→ **SELECTED EXTRACT**:
>> start

What do we gain by slowing down and not working? According to Chris Bailey, the answer is potentially a more productive life.
When we take time away from working, whether to meditate or reflect on what we want to accomplish, we allow ourselves to see the big picture or better prepare for whatever it is we need to do. Taking 20 minutes to train the mind how to focus or otherwise get into the right mindset before tackling work can lead to more effective working time with fewer distractions, less procrastination, and more intention.
Bailey is the author of The Productivity Project and Hyperfocus, both of which show how we can be more productive in a world full of distractions. Here, he shares some of his thoughts on what productivity means and how he thinks the typical person can increase their personal productivity.
The internet is where our intention goes to die.
Jill Duffy: Personal productivity has become something of a marketing point or a sales point, not just in business software but also with consumer products. Do you have any thoughts on why that is? What is the promise?
Chris Bailey: Who doesn't want to become more productive?
JD: I'll counter that with, "What does that really mean?"
CB: That was the point I was going to make next. We need to define it properly. Everyone seems to have a different working definition of what productivity is. Some companies see it as doing more, more, more, faster, faster, faster. Some people see it as "I have a list of 30 things to do over the course of the day. How am I going to get all 30 done or at least 25?"

>> end

→ **GOAL**: Reproduce the passage of the productivity interview between "Bailey is the" and "is the promise?", inclusive, without changing a word.

→ **PROVIDED MATERIAL**:

>> start

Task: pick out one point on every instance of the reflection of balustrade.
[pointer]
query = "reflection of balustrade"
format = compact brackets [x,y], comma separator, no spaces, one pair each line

>> end

→ **FINISHED EXERCISE**:
Bailey is the author of The Productivity Project and Hyperfocus, both of which show how we can be more productive in a world full of distractions. Here, he shares some of his thoughts on what productivity means and how he thinks the typical person can increase their personal productivity.
The internet is where our intention goes to die.
Jill Duffy: Personal productivity has become something of a marketing point or a sales point, not just in business software but also with consumer products. Do you have any thoughts on why that is? What is the promise?